La controverse déclenchée par Kora’h nous renvoie à un célèbre enseignement des Pirké Avot, qui énonce en ces termes : « Toute controverse menée pour la gloire du Ciel [Léchem Chamaïm] se maintiendra et toute controverse non menée pour la gloire du Ciel ne se maintiendra pas. Quelle controverse fut pour la gloire du Ciel ? C’est celle de Chamaï et de Hillel.

Quelle controverse ne fut pas pour la gloire du Ciel ? C’est celle de Kora’h et de son assemblée », (chapitre 5, michna 17).

Cet enseignement suscita chez les commentateurs de très nombreuses questions. Ainsi, en quoi le fait qu’une « ma’hloket » (controverse) menée pour la gloire du Ciel « se maintienne » est-il un fait positif ? Au contraire, n’est-il pas regrettable qu’un différend se poursuive à jamais… ?

▶ _DONNÉES EXTRAITES_:
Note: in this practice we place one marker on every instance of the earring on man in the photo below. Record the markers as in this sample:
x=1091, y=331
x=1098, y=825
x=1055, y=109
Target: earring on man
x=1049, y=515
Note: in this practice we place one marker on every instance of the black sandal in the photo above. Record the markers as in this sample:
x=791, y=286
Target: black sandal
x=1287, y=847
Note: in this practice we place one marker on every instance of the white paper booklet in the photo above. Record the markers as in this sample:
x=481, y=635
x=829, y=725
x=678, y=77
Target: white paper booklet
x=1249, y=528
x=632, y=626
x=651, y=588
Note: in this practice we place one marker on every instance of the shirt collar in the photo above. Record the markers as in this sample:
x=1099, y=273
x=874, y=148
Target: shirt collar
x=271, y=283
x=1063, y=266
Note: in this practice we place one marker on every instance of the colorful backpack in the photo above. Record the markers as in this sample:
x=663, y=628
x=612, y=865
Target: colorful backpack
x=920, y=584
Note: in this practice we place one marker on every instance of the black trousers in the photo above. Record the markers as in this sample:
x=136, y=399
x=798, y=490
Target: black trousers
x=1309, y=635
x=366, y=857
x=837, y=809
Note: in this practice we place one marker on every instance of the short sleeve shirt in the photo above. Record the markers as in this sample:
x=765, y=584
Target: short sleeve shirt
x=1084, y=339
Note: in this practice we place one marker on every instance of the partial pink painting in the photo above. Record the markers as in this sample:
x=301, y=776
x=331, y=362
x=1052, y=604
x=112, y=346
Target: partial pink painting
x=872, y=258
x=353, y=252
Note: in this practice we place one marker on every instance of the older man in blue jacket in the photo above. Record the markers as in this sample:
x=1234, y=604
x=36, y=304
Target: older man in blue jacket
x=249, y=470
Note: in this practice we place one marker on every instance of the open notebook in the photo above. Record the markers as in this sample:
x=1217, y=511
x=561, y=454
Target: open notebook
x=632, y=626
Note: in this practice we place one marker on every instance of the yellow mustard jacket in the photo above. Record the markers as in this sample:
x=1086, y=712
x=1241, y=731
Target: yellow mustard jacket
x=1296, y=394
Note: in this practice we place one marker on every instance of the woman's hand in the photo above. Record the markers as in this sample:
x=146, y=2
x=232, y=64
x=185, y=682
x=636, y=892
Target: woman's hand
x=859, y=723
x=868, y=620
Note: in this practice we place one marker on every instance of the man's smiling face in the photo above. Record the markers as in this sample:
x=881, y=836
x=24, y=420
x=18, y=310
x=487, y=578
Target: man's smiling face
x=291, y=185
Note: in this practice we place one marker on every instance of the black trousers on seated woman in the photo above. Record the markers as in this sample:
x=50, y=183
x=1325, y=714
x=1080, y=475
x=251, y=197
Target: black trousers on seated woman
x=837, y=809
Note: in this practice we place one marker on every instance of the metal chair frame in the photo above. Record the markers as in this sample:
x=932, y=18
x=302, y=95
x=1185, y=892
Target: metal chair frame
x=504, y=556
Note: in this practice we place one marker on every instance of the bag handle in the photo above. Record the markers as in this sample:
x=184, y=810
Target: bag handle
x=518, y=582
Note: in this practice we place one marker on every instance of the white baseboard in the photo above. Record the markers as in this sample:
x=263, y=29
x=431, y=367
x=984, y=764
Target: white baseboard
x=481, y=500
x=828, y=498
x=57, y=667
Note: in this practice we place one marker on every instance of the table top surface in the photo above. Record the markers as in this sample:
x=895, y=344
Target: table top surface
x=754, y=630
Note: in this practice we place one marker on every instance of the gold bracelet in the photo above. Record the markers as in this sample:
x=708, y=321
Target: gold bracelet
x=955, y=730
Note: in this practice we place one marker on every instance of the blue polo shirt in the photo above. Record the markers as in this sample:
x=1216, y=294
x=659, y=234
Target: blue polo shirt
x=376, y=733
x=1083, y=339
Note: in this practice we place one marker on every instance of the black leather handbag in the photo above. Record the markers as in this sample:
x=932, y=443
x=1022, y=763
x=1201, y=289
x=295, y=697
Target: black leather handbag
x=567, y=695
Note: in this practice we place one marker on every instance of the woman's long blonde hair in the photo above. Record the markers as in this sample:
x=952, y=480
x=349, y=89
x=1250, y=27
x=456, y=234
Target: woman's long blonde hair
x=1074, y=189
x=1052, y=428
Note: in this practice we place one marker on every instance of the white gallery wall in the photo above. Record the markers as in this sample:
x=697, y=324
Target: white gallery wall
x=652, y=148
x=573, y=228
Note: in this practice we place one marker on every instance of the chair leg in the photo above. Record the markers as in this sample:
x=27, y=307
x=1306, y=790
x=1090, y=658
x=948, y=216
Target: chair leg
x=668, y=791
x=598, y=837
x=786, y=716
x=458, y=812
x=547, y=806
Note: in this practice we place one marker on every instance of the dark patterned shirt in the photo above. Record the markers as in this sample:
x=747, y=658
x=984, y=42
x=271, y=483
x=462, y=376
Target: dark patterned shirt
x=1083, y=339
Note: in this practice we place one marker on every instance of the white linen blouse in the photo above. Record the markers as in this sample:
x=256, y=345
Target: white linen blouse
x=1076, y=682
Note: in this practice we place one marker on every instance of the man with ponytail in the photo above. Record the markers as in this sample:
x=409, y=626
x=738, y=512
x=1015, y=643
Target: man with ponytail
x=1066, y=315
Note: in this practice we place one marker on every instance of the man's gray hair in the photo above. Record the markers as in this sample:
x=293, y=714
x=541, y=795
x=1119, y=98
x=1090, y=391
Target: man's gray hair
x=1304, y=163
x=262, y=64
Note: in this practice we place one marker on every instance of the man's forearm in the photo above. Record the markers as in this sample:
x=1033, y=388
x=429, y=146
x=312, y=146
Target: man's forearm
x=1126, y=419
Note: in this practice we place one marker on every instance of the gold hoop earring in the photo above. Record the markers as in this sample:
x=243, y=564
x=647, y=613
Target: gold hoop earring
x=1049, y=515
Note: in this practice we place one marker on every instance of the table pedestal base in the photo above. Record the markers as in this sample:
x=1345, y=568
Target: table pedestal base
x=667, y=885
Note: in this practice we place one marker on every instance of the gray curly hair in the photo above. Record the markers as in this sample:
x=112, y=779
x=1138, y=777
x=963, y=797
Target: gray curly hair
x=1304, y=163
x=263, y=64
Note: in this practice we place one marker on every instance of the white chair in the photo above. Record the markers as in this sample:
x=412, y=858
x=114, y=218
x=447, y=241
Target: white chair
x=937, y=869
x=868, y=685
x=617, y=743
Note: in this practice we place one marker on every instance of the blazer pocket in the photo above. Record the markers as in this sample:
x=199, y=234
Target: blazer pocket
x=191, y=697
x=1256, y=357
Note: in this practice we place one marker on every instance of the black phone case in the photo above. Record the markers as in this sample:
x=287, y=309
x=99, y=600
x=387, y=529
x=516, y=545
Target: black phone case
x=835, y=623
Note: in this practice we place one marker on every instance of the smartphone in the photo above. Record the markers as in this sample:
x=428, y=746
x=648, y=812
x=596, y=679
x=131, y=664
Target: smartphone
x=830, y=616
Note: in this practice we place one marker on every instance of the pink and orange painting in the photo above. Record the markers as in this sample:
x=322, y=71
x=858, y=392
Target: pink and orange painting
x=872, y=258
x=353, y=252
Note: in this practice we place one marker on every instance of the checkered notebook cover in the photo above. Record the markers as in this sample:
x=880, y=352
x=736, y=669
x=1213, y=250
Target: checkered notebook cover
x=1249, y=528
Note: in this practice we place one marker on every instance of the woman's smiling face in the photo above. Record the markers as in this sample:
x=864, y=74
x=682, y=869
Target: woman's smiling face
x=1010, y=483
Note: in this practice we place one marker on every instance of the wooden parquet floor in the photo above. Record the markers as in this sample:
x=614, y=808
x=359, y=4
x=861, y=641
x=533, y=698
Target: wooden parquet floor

▶ _CONSIGNES DE L'EXERCICE_: D'après le texte, quelle controverse ne fut pas menée pour la gloire du Ciel ? Les lignes forment un matériel distinct du texte.

▶ _RÉSULTAT CI-DESSOUS_: Celle de Kora’h et de son assemblée.